Requirement: Nothing in the records may be left out or altered; reproduce them all exactly.

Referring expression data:
━━━
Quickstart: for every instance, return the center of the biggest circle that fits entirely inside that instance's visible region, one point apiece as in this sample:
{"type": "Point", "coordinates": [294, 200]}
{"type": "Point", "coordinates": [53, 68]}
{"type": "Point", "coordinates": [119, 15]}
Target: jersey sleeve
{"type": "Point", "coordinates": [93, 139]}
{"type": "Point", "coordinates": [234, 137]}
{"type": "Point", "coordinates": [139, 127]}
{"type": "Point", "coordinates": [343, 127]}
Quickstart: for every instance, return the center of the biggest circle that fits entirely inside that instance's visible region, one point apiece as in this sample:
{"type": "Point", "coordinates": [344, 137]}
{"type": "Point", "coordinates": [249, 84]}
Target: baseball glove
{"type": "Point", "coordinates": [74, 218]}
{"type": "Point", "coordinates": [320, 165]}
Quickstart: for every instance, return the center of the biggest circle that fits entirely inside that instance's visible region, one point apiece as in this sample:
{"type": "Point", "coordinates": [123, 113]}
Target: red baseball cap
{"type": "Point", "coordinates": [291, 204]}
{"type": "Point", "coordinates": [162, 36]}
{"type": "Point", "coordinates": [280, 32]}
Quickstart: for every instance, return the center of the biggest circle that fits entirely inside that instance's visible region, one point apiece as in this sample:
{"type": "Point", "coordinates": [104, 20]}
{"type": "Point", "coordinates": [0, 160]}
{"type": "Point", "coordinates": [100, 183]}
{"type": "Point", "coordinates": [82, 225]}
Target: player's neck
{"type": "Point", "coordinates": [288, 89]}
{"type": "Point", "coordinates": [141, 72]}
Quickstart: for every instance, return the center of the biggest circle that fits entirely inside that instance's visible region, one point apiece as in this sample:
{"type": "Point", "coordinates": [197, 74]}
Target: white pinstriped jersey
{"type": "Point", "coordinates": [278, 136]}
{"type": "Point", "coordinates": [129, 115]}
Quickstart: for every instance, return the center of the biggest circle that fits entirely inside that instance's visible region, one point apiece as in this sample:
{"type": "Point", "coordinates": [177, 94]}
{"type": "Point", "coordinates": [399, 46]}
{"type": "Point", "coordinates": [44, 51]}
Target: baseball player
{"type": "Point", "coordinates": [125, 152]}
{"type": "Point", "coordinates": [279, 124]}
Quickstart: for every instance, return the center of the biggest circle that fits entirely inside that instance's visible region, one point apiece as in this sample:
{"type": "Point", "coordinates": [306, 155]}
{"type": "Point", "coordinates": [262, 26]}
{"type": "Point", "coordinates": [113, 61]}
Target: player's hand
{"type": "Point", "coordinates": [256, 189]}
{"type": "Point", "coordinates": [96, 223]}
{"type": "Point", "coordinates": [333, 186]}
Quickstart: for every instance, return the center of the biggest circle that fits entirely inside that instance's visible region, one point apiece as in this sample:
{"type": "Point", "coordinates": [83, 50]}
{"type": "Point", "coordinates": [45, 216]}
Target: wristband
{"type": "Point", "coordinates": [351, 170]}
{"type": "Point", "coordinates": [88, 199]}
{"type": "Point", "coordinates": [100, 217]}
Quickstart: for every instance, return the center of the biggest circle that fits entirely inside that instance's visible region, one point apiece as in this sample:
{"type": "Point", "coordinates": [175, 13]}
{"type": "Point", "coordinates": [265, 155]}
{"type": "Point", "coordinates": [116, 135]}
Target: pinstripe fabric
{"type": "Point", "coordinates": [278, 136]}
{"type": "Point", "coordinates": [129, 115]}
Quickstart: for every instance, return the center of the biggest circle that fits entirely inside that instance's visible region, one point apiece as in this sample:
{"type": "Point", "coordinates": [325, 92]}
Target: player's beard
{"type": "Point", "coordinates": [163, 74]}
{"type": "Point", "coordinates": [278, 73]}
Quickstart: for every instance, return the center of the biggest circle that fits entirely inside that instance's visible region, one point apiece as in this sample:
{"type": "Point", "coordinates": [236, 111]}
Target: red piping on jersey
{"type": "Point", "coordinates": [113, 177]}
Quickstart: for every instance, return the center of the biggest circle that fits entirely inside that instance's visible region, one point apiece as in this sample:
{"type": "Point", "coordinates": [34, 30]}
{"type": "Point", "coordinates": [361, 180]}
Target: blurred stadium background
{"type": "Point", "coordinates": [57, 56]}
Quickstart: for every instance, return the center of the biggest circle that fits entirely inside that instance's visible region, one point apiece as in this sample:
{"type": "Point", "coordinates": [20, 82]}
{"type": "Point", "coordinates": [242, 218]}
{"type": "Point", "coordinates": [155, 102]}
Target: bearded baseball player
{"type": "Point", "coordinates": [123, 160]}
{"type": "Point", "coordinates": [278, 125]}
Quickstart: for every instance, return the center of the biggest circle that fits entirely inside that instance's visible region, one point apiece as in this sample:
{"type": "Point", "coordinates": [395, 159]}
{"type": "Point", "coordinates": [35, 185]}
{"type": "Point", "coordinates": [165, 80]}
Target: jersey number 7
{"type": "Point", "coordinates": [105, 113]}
━━━
Response area:
Quickstart: for every instance, return the center of the biggest circle that fits entirely inside that instance's visible region, one point apiece as in this sample:
{"type": "Point", "coordinates": [294, 200]}
{"type": "Point", "coordinates": [53, 68]}
{"type": "Point", "coordinates": [119, 15]}
Target: jersey sleeve
{"type": "Point", "coordinates": [93, 139]}
{"type": "Point", "coordinates": [234, 137]}
{"type": "Point", "coordinates": [139, 127]}
{"type": "Point", "coordinates": [343, 127]}
Quickstart: for every instance, return the center of the biggest circle that fits entirely inside that instance's visible region, one point apiece as in this sample:
{"type": "Point", "coordinates": [344, 137]}
{"type": "Point", "coordinates": [249, 84]}
Target: baseball glove
{"type": "Point", "coordinates": [74, 218]}
{"type": "Point", "coordinates": [320, 165]}
Quickstart: for every instance, return the center of the biggest circle that fits entirely inside that instance's visible region, one point apiece as in this sample:
{"type": "Point", "coordinates": [123, 113]}
Target: red baseball cap
{"type": "Point", "coordinates": [291, 204]}
{"type": "Point", "coordinates": [162, 36]}
{"type": "Point", "coordinates": [280, 32]}
Quickstart: for every instance, return the center of the biggest circle that fits entirely inside that instance's visible region, one point apiece as in this sample:
{"type": "Point", "coordinates": [104, 20]}
{"type": "Point", "coordinates": [0, 160]}
{"type": "Point", "coordinates": [100, 183]}
{"type": "Point", "coordinates": [82, 225]}
Target: player's neck
{"type": "Point", "coordinates": [288, 89]}
{"type": "Point", "coordinates": [141, 72]}
Quickstart: for every instance, return the center of the biggest circle that fits entirely inside that instance's visible region, one point apiece as in this sample:
{"type": "Point", "coordinates": [197, 74]}
Target: white pinstriped jersey
{"type": "Point", "coordinates": [278, 136]}
{"type": "Point", "coordinates": [129, 115]}
Quickstart: for every instance, return the center of the biggest circle that fits entirely inside that instance's visible region, one point apiece as in this sample:
{"type": "Point", "coordinates": [177, 94]}
{"type": "Point", "coordinates": [399, 46]}
{"type": "Point", "coordinates": [44, 51]}
Target: baseball player
{"type": "Point", "coordinates": [125, 152]}
{"type": "Point", "coordinates": [279, 124]}
Quickstart: for every instance, return the center of the biggest circle that fits entirely inside that instance's visible region, one point apiece as in this sample:
{"type": "Point", "coordinates": [306, 155]}
{"type": "Point", "coordinates": [262, 26]}
{"type": "Point", "coordinates": [113, 61]}
Target: player's hand
{"type": "Point", "coordinates": [256, 189]}
{"type": "Point", "coordinates": [96, 223]}
{"type": "Point", "coordinates": [333, 186]}
Quickstart: for every instance, return the center of the biggest circle that fits entirely inside that instance's visible region, one point apiece as in this sample:
{"type": "Point", "coordinates": [83, 50]}
{"type": "Point", "coordinates": [45, 216]}
Target: wristband
{"type": "Point", "coordinates": [351, 170]}
{"type": "Point", "coordinates": [88, 199]}
{"type": "Point", "coordinates": [100, 217]}
Quickstart: for every instance, return the center of the biggest circle that fits entirely inside that instance's visible region, one point apiece as in this sample:
{"type": "Point", "coordinates": [175, 13]}
{"type": "Point", "coordinates": [265, 155]}
{"type": "Point", "coordinates": [116, 135]}
Target: pinstripe fabric
{"type": "Point", "coordinates": [278, 136]}
{"type": "Point", "coordinates": [129, 115]}
Quickstart: for every instance, return the center of the biggest circle that fits entirely inside that instance's visible region, one point apiece as in this sample:
{"type": "Point", "coordinates": [325, 92]}
Target: player's beard
{"type": "Point", "coordinates": [163, 74]}
{"type": "Point", "coordinates": [278, 73]}
Quickstart: for every instance, return the center of the biggest circle that fits entirely inside that instance's visible region, one point apiece as in this sample:
{"type": "Point", "coordinates": [236, 111]}
Target: red piping on jersey
{"type": "Point", "coordinates": [113, 177]}
Quickstart: for every instance, return the center of the biggest circle that fits entirely inside that instance's visible region, one point apiece as in this sample:
{"type": "Point", "coordinates": [34, 30]}
{"type": "Point", "coordinates": [361, 180]}
Target: blurred stadium background
{"type": "Point", "coordinates": [57, 56]}
Quickstart: for every instance, return the center of the biggest circle that fits entirely inside that instance's visible region, one point apiece as in this sample:
{"type": "Point", "coordinates": [20, 82]}
{"type": "Point", "coordinates": [242, 218]}
{"type": "Point", "coordinates": [155, 102]}
Target: bearded baseball player
{"type": "Point", "coordinates": [123, 160]}
{"type": "Point", "coordinates": [278, 125]}
Quickstart: for every instance, return the center of the biggest circle that fits entirely inside that instance's visible region, one point apiece as in this sample:
{"type": "Point", "coordinates": [395, 159]}
{"type": "Point", "coordinates": [35, 185]}
{"type": "Point", "coordinates": [165, 80]}
Target: jersey number 7
{"type": "Point", "coordinates": [105, 113]}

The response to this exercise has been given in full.